(INSTRUCTIONS TO FOLLOW):
Could you copy out all of the entries below, swapping "Indicate" for "Mark" wherever it appears and leaving everything else unchanged?

(EXERCISE MATERIAL):
######
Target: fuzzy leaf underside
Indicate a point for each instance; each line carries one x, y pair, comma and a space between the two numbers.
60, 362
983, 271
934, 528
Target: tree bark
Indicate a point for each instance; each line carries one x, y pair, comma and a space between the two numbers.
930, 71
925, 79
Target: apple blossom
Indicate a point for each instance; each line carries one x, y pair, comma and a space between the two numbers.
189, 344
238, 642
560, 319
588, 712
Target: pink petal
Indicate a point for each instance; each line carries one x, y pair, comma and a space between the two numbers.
######
(SOLUTION):
Target: fuzzy leaf underside
Mark a point for each instance; each line carries one x, y pair, comma and a space between the two numbers.
60, 362
983, 271
934, 528
Target: tree bark
Mark a point for each instance; each line carries one x, y pair, comma and a space between the two numbers.
930, 71
925, 79
Target: apple blossom
Mark a point for each instance; each line carries one x, y pair, comma and a space between the two numbers.
189, 344
238, 642
560, 319
588, 712
Target: pink petal
Mark a point for each instance; each line carries one x, y pair, comma and a space between the two numbers.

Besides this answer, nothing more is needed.